▸ Problem requirements
Starting at the line that contains "provide the segmentation of **small" and ending at the end of the records, write those lines out again, requests included, but leave out the pictures. Multiply every polygon coordinate in the answers by 2.55 and round each result to a whole number, with halves rounded up.

▸ Entries
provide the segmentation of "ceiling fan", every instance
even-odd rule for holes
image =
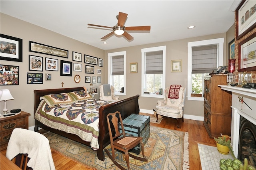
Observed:
[[[105,39],[108,37],[115,34],[116,35],[123,35],[128,40],[130,40],[134,38],[128,34],[126,31],[150,31],[150,26],[138,26],[133,27],[127,27],[124,26],[124,23],[127,17],[128,14],[121,12],[119,12],[118,15],[116,16],[116,19],[118,20],[117,24],[113,27],[108,27],[106,26],[99,26],[98,25],[91,24],[88,24],[88,25],[90,26],[94,26],[96,27],[103,27],[108,28],[111,28],[113,30],[113,31],[108,35],[104,36],[101,39]]]

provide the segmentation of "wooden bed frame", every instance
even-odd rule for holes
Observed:
[[[41,100],[40,99],[40,97],[50,94],[68,93],[78,90],[84,90],[84,89],[83,87],[82,87],[34,90],[34,91],[35,100],[34,114],[36,113],[37,107],[41,101]],[[122,119],[123,119],[132,113],[138,114],[140,112],[138,101],[139,96],[139,95],[137,95],[109,105],[102,106],[100,107],[99,111],[99,134],[98,138],[100,148],[96,151],[98,158],[99,160],[102,161],[104,160],[105,156],[103,152],[103,150],[104,148],[110,143],[108,124],[106,121],[107,115],[109,113],[113,113],[116,111],[119,111],[121,114]],[[90,146],[90,142],[86,142],[82,140],[76,134],[68,133],[62,130],[51,128],[35,119],[35,131],[38,132],[39,127]],[[112,133],[114,132],[114,128],[112,131]]]

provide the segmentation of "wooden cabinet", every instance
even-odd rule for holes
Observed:
[[[1,150],[6,149],[14,129],[18,128],[28,129],[28,117],[30,115],[30,113],[21,111],[20,113],[15,116],[1,117]]]
[[[226,75],[204,77],[204,125],[210,138],[222,134],[230,136],[232,95],[218,85],[226,85]]]

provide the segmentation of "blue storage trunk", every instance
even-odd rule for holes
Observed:
[[[150,117],[132,114],[123,120],[124,128],[126,136],[142,136],[144,144],[149,138]],[[119,123],[119,131],[122,132],[121,124]],[[130,152],[139,154],[141,151],[139,144]]]

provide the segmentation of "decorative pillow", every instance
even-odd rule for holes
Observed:
[[[76,102],[76,101],[68,93],[53,94],[45,95],[41,98],[44,100],[49,107],[57,105],[67,105]]]
[[[82,101],[92,97],[91,95],[85,91],[78,90],[72,92],[68,93],[76,101]]]

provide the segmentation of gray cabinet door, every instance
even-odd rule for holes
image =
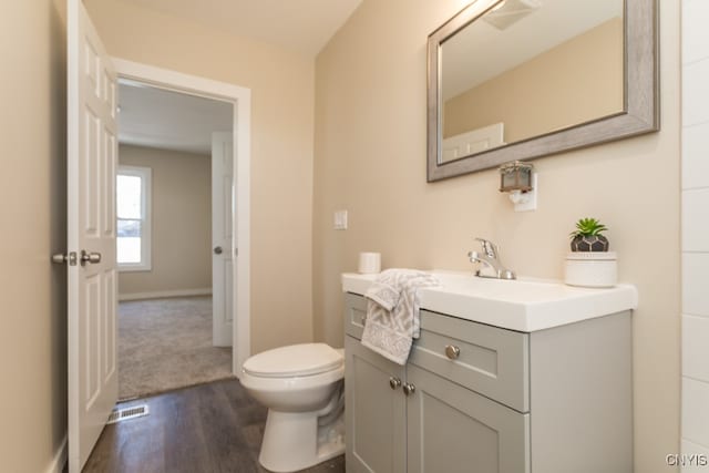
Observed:
[[[530,414],[414,364],[407,382],[408,473],[530,472]]]
[[[403,367],[345,337],[346,462],[349,473],[407,471]]]
[[[367,321],[367,299],[357,294],[345,292],[345,333],[362,338]]]

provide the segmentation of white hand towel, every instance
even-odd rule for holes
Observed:
[[[433,275],[423,271],[382,271],[364,294],[369,300],[361,343],[395,363],[404,364],[421,327],[417,291],[438,285]]]

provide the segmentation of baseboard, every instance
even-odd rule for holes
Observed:
[[[62,473],[64,471],[64,465],[66,464],[66,435],[64,434],[64,439],[62,440],[62,444],[59,446],[59,450],[54,454],[52,459],[52,463],[47,467],[47,473]]]
[[[210,296],[212,288],[158,290],[154,292],[119,294],[119,300],[163,299],[166,297]]]

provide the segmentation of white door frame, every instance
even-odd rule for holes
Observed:
[[[251,161],[251,90],[226,82],[213,81],[196,75],[161,69],[124,59],[113,58],[116,73],[121,79],[129,79],[161,89],[217,99],[234,104],[233,133],[236,218],[233,218],[233,235],[238,241],[238,256],[234,265],[235,285],[233,287],[236,304],[234,305],[234,345],[232,348],[232,369],[239,378],[244,361],[250,356],[250,161]],[[236,248],[232,248],[233,254]]]

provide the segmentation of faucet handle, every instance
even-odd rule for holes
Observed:
[[[475,237],[475,239],[480,241],[486,256],[489,256],[490,258],[497,258],[497,245],[490,240],[486,240],[485,238]]]

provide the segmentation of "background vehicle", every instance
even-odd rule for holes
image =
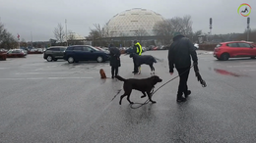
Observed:
[[[109,52],[100,51],[91,45],[69,46],[64,52],[64,60],[68,63],[79,61],[96,61],[98,63],[109,60]]]
[[[23,49],[12,49],[6,53],[7,58],[23,58],[27,56],[27,53]]]
[[[64,51],[67,49],[65,46],[52,46],[47,48],[43,52],[43,59],[48,62],[57,61],[58,59],[63,59]]]
[[[198,43],[195,43],[195,44],[194,44],[194,47],[195,47],[196,50],[198,50],[198,49],[199,49],[199,44],[198,44]]]
[[[223,42],[216,46],[214,57],[218,60],[226,61],[229,58],[256,57],[256,47],[254,43],[246,41]]]

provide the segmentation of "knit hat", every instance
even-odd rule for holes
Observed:
[[[179,32],[179,31],[175,31],[175,32],[173,33],[173,37],[175,37],[175,36],[177,36],[177,35],[182,35],[182,34],[181,34],[181,32]]]

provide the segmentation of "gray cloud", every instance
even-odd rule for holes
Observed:
[[[190,15],[193,30],[209,31],[213,18],[215,34],[243,32],[246,18],[237,14],[242,3],[252,7],[251,28],[256,28],[255,0],[0,0],[1,22],[14,35],[33,41],[54,38],[53,30],[59,23],[68,30],[87,36],[94,24],[104,25],[114,15],[133,8],[144,8],[165,19]]]

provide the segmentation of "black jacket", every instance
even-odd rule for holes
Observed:
[[[194,45],[183,35],[173,38],[173,43],[168,50],[169,72],[173,72],[173,68],[187,68],[191,66],[191,57],[194,63],[198,62]]]
[[[116,47],[110,47],[110,66],[111,67],[120,67],[121,66],[121,61],[120,61],[120,50],[117,49]]]

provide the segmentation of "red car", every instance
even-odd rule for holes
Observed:
[[[214,50],[214,57],[226,61],[229,58],[256,57],[256,46],[252,42],[230,41],[218,44]]]

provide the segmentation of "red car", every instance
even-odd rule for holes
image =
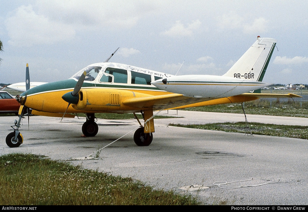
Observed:
[[[20,104],[6,91],[0,90],[0,113],[18,114]]]

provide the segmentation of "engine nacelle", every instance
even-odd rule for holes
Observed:
[[[123,101],[136,97],[132,91],[101,88],[82,89],[79,91],[79,96],[78,103],[72,104],[73,107],[76,110],[93,111],[120,110],[123,107],[127,107],[122,103]]]

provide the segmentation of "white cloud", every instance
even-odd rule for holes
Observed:
[[[177,21],[175,24],[174,25],[168,30],[160,33],[160,34],[166,35],[169,37],[174,37],[178,36],[192,36],[193,32],[200,28],[201,22],[199,20],[193,21],[192,23],[188,24],[187,27],[185,27],[180,21]]]
[[[274,60],[275,64],[295,65],[308,62],[308,58],[296,56],[293,58],[287,58],[286,56],[281,57],[277,56]]]
[[[161,69],[162,71],[170,74],[175,74],[179,70],[181,63],[165,63]],[[212,74],[219,75],[222,70],[217,68],[213,62],[203,64],[193,64],[185,65],[185,63],[180,69],[178,75],[186,74]]]
[[[268,28],[268,21],[264,18],[261,17],[251,20],[232,12],[219,17],[218,22],[218,26],[221,29],[238,29],[246,34],[265,32]]]
[[[6,25],[9,42],[15,46],[52,44],[71,39],[76,33],[69,25],[38,14],[31,5],[19,7],[14,15],[6,20]]]
[[[252,24],[245,25],[243,30],[243,32],[247,34],[254,34],[256,33],[265,32],[267,30],[268,21],[264,18],[256,18]]]
[[[283,69],[280,72],[281,74],[291,74],[293,71],[293,70],[291,69],[286,68]]]
[[[232,12],[218,17],[218,26],[221,29],[234,29],[242,26],[243,18]]]
[[[226,66],[227,67],[232,67],[233,65],[234,65],[235,63],[235,62],[234,61],[234,60],[230,60],[229,61],[229,62],[228,62],[228,63],[227,64],[227,65],[226,65]]]
[[[123,57],[127,58],[131,55],[136,54],[140,53],[140,51],[139,50],[133,48],[129,49],[127,48],[123,48],[120,49],[118,54]]]
[[[213,60],[214,59],[213,58],[209,56],[205,56],[205,57],[201,57],[198,59],[198,61],[201,62],[207,62],[209,60]]]
[[[5,22],[10,44],[30,46],[71,40],[77,32],[129,28],[159,9],[143,1],[38,1],[11,12]]]

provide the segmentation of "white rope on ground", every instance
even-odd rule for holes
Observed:
[[[160,110],[158,112],[157,112],[157,113],[156,113],[156,114],[155,114],[155,115],[153,115],[150,118],[149,118],[147,120],[147,121],[144,122],[144,124],[145,124],[145,124],[147,122],[149,122],[151,119],[152,119],[152,118],[153,118],[154,117],[155,117],[156,115],[157,115],[159,113],[161,112],[163,110],[164,110],[164,108],[163,108],[161,110]],[[107,147],[107,146],[108,146],[109,145],[111,145],[111,144],[112,144],[113,143],[114,143],[115,142],[117,141],[118,141],[118,140],[119,140],[121,138],[123,138],[123,137],[124,137],[124,136],[125,136],[125,135],[126,135],[127,134],[129,134],[129,133],[130,133],[131,132],[132,132],[132,131],[133,131],[134,130],[135,130],[136,129],[137,129],[137,128],[139,128],[139,127],[140,127],[140,126],[142,126],[142,124],[140,125],[139,125],[139,126],[138,126],[137,127],[136,127],[135,129],[134,129],[133,130],[132,130],[128,132],[127,133],[126,133],[125,135],[124,135],[122,136],[121,136],[120,138],[118,138],[116,140],[115,140],[115,141],[113,141],[112,142],[111,142],[111,143],[110,143],[109,144],[107,144],[107,145],[106,145],[106,146],[105,146],[104,147],[98,150],[97,150],[97,151],[95,151],[93,152],[93,153],[91,153],[91,154],[90,154],[89,155],[87,155],[87,156],[86,156],[86,157],[84,157],[85,158],[85,159],[86,159],[87,158],[87,157],[89,157],[90,156],[91,156],[91,155],[92,155],[93,154],[96,154],[96,153],[98,152],[99,152],[101,151],[103,149],[104,149],[105,147]]]
[[[257,185],[252,185],[249,186],[227,186],[228,184],[230,184],[231,183],[233,183],[235,182],[244,182],[245,181],[247,181],[250,180],[252,180],[253,179],[253,178],[250,179],[248,180],[240,180],[238,181],[233,181],[232,182],[227,182],[227,181],[216,181],[216,182],[214,182],[213,183],[213,184],[211,185],[202,185],[199,186],[195,186],[193,185],[190,186],[189,187],[189,188],[194,188],[195,189],[193,190],[196,190],[196,189],[197,188],[200,188],[200,189],[202,189],[202,188],[206,188],[206,187],[209,187],[211,186],[218,186],[218,187],[220,188],[223,188],[225,189],[233,189],[236,188],[247,188],[248,187],[256,187],[257,186],[263,186],[263,185],[267,185],[268,184],[270,184],[271,183],[276,183],[279,182],[280,180],[279,179],[276,179],[274,180],[271,180],[267,182],[265,182],[264,183],[262,183],[261,184],[258,184]]]

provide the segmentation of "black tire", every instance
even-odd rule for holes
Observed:
[[[87,121],[82,125],[82,133],[87,137],[93,137],[98,132],[98,126],[94,122]]]
[[[6,143],[6,145],[11,148],[18,147],[23,142],[23,138],[22,138],[22,136],[20,133],[17,136],[17,140],[16,141],[14,141],[14,138],[15,137],[15,131],[14,131],[9,133],[5,139],[5,142]]]
[[[153,141],[153,134],[144,133],[144,127],[138,128],[134,134],[134,141],[137,146],[148,146]]]

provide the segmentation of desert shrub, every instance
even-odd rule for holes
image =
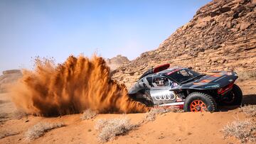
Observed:
[[[35,140],[43,136],[47,131],[65,126],[63,123],[43,123],[40,122],[30,128],[25,133],[25,138],[28,140]]]
[[[97,138],[100,142],[105,143],[117,135],[124,135],[132,130],[136,125],[130,123],[130,119],[127,117],[113,119],[100,119],[95,128],[100,131]]]
[[[240,81],[247,79],[256,79],[256,72],[255,71],[242,71],[238,72],[238,79]]]
[[[234,136],[242,143],[256,140],[256,123],[250,121],[236,120],[223,128],[224,137]]]
[[[256,118],[256,105],[247,105],[240,107],[240,111],[245,113],[248,117]]]
[[[87,119],[91,119],[97,116],[97,113],[94,111],[92,111],[90,109],[87,109],[84,111],[82,113],[80,118],[82,120],[87,120]]]
[[[168,112],[182,112],[183,110],[181,110],[177,108],[169,107],[159,107],[159,108],[153,108],[149,112],[146,113],[144,121],[154,121],[157,115],[161,115]]]
[[[18,133],[11,131],[0,131],[0,139],[4,138],[8,136],[17,135]]]

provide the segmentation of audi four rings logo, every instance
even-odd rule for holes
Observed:
[[[171,91],[156,92],[156,93],[152,94],[151,96],[156,101],[169,101],[169,100],[172,101],[176,99],[176,96],[175,96],[174,93]]]

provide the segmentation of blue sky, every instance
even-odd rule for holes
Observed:
[[[157,48],[209,0],[0,0],[0,72],[31,57],[70,55],[133,60]]]

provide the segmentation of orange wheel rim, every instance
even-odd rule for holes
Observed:
[[[206,105],[201,100],[194,100],[190,105],[191,111],[207,111]]]

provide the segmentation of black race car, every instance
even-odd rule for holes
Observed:
[[[178,106],[185,111],[215,111],[218,105],[240,105],[242,93],[235,72],[200,74],[189,68],[160,65],[144,73],[129,96],[148,106]]]

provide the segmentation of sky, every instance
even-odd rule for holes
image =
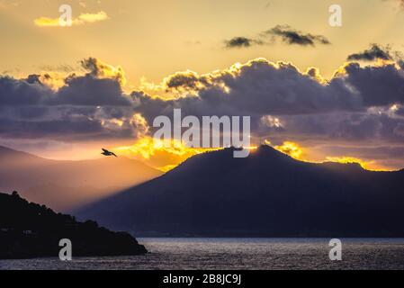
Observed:
[[[166,169],[201,152],[150,140],[177,107],[250,115],[254,145],[301,160],[400,169],[401,27],[400,0],[0,0],[0,145]]]

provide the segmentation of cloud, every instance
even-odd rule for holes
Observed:
[[[108,14],[103,11],[94,14],[85,13],[81,14],[77,18],[72,19],[72,25],[79,26],[102,22],[108,19],[110,19]],[[39,27],[62,27],[59,21],[59,18],[40,17],[35,19],[33,22],[35,25]]]
[[[171,118],[181,108],[183,116],[251,116],[256,145],[270,136],[280,148],[285,141],[404,146],[398,63],[349,62],[325,79],[316,68],[301,72],[292,63],[256,58],[211,73],[169,75],[157,86],[170,97],[126,94],[121,68],[94,58],[81,63],[85,72],[69,75],[58,89],[45,83],[51,75],[0,76],[0,138],[135,140],[152,136],[155,117]]]
[[[267,37],[271,36],[272,40],[268,41]],[[259,33],[256,37],[247,38],[244,36],[234,37],[225,40],[226,48],[249,48],[254,45],[272,44],[276,38],[280,38],[284,43],[289,45],[316,46],[316,44],[328,45],[331,42],[322,35],[313,35],[292,29],[289,25],[277,25],[270,30]]]
[[[58,88],[49,87],[49,74],[0,76],[0,137],[83,141],[144,133],[136,104],[122,92],[121,68],[94,58],[82,64],[87,72],[66,76]]]
[[[227,48],[247,48],[255,44],[262,45],[263,41],[259,40],[254,40],[246,37],[234,37],[229,40],[226,40]]]
[[[284,43],[290,45],[315,46],[316,44],[331,44],[325,36],[304,33],[292,29],[289,25],[277,25],[265,32],[264,34],[280,38]]]
[[[378,44],[372,44],[371,48],[359,53],[354,53],[348,56],[347,59],[352,61],[374,61],[377,59],[392,60],[390,48],[380,47]]]

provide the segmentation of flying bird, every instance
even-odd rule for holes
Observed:
[[[115,153],[111,152],[111,151],[108,151],[107,149],[104,149],[103,148],[102,149],[103,149],[103,153],[101,153],[101,154],[103,154],[103,155],[104,155],[104,156],[114,156],[114,157],[118,157],[118,156],[116,156]]]

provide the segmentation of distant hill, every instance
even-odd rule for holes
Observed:
[[[159,176],[126,158],[56,161],[0,147],[0,191],[67,212]]]
[[[147,253],[128,233],[112,232],[91,220],[77,222],[17,194],[0,194],[0,259],[58,257],[63,238],[71,240],[73,257]]]
[[[262,146],[201,154],[76,212],[140,236],[404,237],[404,171],[297,161]]]

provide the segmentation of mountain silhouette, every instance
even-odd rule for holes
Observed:
[[[0,194],[0,259],[58,257],[59,241],[65,238],[72,243],[74,257],[147,253],[128,233],[110,231],[92,220],[77,222],[16,192]]]
[[[404,171],[295,160],[268,146],[201,154],[76,212],[139,236],[403,237]]]
[[[126,158],[58,161],[0,147],[0,191],[68,212],[162,173]]]

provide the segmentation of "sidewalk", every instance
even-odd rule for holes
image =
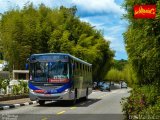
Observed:
[[[6,109],[16,108],[20,106],[27,106],[35,103],[37,102],[31,101],[29,98],[0,101],[0,110],[6,110]]]

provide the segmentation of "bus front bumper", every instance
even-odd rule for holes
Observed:
[[[29,92],[29,97],[32,101],[36,100],[45,100],[45,101],[58,101],[58,100],[73,100],[74,99],[74,92],[67,91],[63,93],[56,93],[56,94],[41,94],[35,93],[33,91]]]

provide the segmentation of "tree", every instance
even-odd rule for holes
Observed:
[[[30,4],[4,13],[0,40],[10,70],[25,69],[25,61],[33,53],[63,52],[93,64],[93,79],[103,80],[114,52],[102,32],[80,21],[76,11],[75,6],[50,9]]]

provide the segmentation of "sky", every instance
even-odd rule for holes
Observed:
[[[110,41],[115,51],[115,59],[128,59],[123,41],[123,32],[128,23],[122,19],[125,10],[121,7],[124,0],[0,0],[0,13],[13,8],[22,9],[31,2],[34,6],[43,3],[50,8],[77,7],[77,16],[90,23],[94,29],[101,30],[104,38]]]

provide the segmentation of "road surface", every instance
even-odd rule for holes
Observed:
[[[2,120],[123,120],[121,98],[129,96],[130,89],[111,92],[93,91],[87,101],[74,106],[66,102],[47,102],[0,111]],[[9,119],[8,119],[9,118]]]

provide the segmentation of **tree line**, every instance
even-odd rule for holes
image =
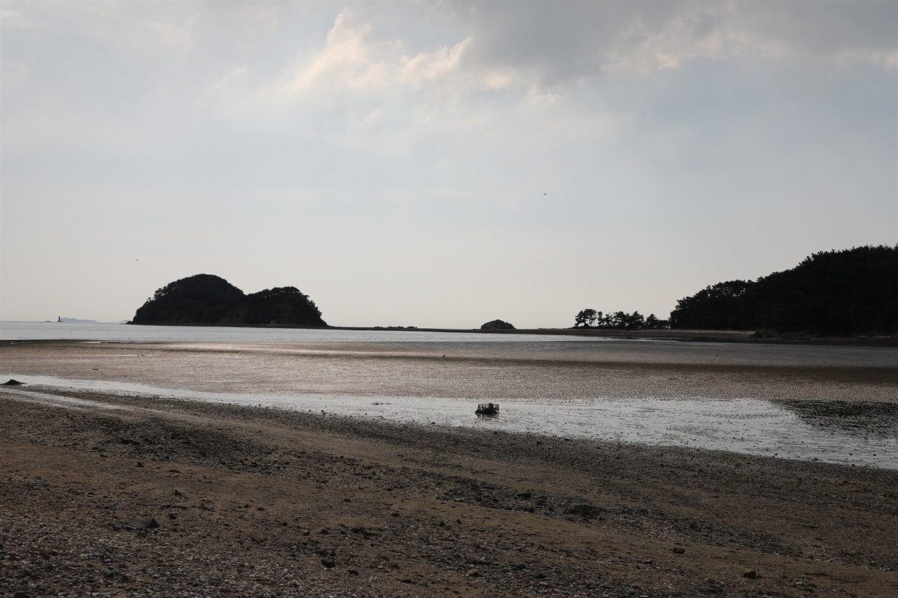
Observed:
[[[580,310],[574,318],[574,328],[604,328],[619,330],[643,330],[670,328],[666,320],[659,320],[654,313],[648,317],[638,312],[627,313],[614,312],[603,313],[597,310],[587,308]]]
[[[820,251],[756,281],[709,286],[677,302],[671,328],[823,336],[898,332],[898,245]]]

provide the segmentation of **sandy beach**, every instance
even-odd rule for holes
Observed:
[[[40,394],[0,390],[4,595],[898,594],[892,470]]]

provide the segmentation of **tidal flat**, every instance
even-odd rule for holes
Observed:
[[[892,349],[744,348],[4,345],[0,592],[895,595]]]

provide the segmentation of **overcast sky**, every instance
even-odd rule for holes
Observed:
[[[0,320],[563,327],[898,243],[896,2],[0,7]]]

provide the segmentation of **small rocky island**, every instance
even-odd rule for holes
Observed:
[[[480,326],[481,330],[514,330],[515,327],[501,320],[493,320]]]
[[[211,274],[163,286],[137,310],[131,323],[327,326],[315,302],[295,286],[246,295]]]

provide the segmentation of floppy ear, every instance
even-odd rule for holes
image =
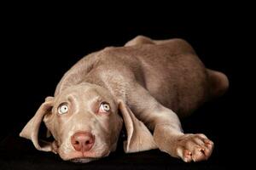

▸ Exercise result
provide the segmentation of **small rocky island**, every instance
even-odd rule for holes
Observed:
[[[1224,831],[1227,842],[1311,842],[1313,834],[1278,816],[1257,816]]]
[[[538,699],[416,729],[349,791],[334,824],[834,831],[803,770],[752,729],[627,752]]]

provide the segmentation of floppy ear, every instance
even-odd rule for holes
image =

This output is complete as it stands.